### [Aim]
Give the lines of the entries below, from the line with "If you could pin the front wheel" through the end of the entries, as a Markdown table with the columns Number and Entry line. Number each row and leave out blank lines.

(A run of entries)
+---+

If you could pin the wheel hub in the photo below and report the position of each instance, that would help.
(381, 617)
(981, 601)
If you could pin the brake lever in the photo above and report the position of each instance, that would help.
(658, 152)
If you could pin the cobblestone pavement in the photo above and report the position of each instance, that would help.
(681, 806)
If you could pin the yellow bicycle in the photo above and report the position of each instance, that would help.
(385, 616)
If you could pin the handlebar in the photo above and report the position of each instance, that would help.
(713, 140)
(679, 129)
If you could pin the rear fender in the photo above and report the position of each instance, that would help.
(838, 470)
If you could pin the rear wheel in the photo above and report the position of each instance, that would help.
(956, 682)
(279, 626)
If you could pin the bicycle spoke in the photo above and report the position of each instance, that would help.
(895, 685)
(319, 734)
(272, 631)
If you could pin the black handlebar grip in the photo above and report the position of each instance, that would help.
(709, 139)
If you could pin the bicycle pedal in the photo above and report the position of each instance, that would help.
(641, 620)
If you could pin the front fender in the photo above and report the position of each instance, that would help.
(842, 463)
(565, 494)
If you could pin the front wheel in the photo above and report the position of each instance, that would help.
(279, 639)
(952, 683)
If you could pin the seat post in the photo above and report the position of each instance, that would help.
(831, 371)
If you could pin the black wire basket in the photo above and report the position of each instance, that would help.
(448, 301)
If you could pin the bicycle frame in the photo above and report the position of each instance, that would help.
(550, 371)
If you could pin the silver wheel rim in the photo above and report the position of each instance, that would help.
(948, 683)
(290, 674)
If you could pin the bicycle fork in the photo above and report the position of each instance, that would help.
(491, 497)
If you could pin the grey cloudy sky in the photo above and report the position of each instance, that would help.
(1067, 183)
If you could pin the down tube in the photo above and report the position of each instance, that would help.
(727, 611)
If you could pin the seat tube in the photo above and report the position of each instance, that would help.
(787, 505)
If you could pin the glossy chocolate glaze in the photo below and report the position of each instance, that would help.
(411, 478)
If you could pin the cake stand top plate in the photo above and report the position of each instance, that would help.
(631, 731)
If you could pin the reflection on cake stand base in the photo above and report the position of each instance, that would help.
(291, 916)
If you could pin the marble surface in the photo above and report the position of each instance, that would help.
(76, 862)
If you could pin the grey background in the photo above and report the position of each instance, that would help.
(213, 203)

+---+

### [Reply to the exercise]
| Number | Entry line |
|---|---|
| 1 | If you could pin the front wheel in the photo above and report the position of each instance, that would help. |
| 2 | (279, 639) |
| 3 | (952, 683) |
| 4 | If you could pin the seat post in the photo above and report the position of each instance, that would help. |
| 5 | (831, 371) |
| 6 | If you could pin the black wire basket in the photo above and report the position of each instance, that would help. |
| 7 | (448, 301) |
| 8 | If you could pin the bicycle frame in the photo above and report the position of each instance, that would help. |
| 9 | (550, 371) |
| 10 | If you could pin the silver wheel rim in the photo above and report the position of each instance, that would help. |
| 11 | (948, 683) |
| 12 | (290, 674) |
| 13 | If you could pin the bicycle fork in the photo above and report the position of each instance, that would help. |
| 14 | (491, 497) |
| 15 | If you could pin the grey cloudy sky in the photo above and report the position of each instance, that would help. |
| 16 | (1067, 183) |
| 17 | If you could pin the down tube in the photo above and report the position of each instance, that would help. |
| 18 | (727, 611) |
| 19 | If you could pin the seat tube in the photo above and report the position of each instance, that would help. |
| 20 | (787, 505) |
| 21 | If you could pin the glossy chocolate glaze in the photo below and report the position of each instance, that would help. |
| 22 | (411, 478) |
| 23 | If you could pin the cake stand top plate in the photo above and report the position of each instance, that would help. |
| 24 | (631, 731) |
| 25 | If you could pin the reflection on cake stand base in the photo above and report the position of each instance, that would help. |
| 26 | (291, 916) |
| 27 | If you could pin the marble surface in the photo above and report the position of each instance, that would help. |
| 28 | (76, 862) |
| 29 | If you could pin the grey background in the photo above and report the position of each instance, that would help. |
| 30 | (213, 203) |